REQUIRED WORK: Reproduce the listing below line for line, requests included, and shift every answer coordinate by subtracting 130 from each of its numbers.

==== EXTRACTED INFORMATION

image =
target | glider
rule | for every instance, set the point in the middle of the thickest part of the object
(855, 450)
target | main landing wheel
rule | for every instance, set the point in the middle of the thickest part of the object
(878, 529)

========

RESULT OF THE EXERCISE:
image =
target | glider
rule | for every instance, set the point in the middle of the thickest part of the object
(725, 320)
target | main landing wheel
rule | for every instance, set the point in the middle of the thickest part of the object
(748, 399)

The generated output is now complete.